— START —
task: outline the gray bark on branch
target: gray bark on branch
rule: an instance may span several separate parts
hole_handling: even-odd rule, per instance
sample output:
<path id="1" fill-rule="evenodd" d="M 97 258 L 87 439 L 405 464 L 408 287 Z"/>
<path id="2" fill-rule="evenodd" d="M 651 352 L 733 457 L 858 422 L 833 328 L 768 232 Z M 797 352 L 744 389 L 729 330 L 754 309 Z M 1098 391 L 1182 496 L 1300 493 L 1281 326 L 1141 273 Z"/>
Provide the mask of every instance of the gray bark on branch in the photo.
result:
— END —
> Stated task
Swap every occurrence of "gray bark" in the records for "brown bark" and reproduce the lines with nothing else altered.

> Output of the exercise
task: outline the brown bark on branch
target: brown bark on branch
rule: an instance may span several separate parts
hole_handling: even-odd rule, per instance
sample output:
<path id="1" fill-rule="evenodd" d="M 97 258 L 87 439 L 405 464 L 408 287 Z"/>
<path id="2" fill-rule="evenodd" d="M 651 352 L 733 457 L 858 422 L 833 328 L 768 232 Z M 797 352 L 744 389 L 729 330 L 754 309 Z M 1098 391 L 1182 496 L 1300 493 L 1281 326 L 1141 273 Z"/>
Provide the mask of every instance of the brown bark on branch in the photo.
result:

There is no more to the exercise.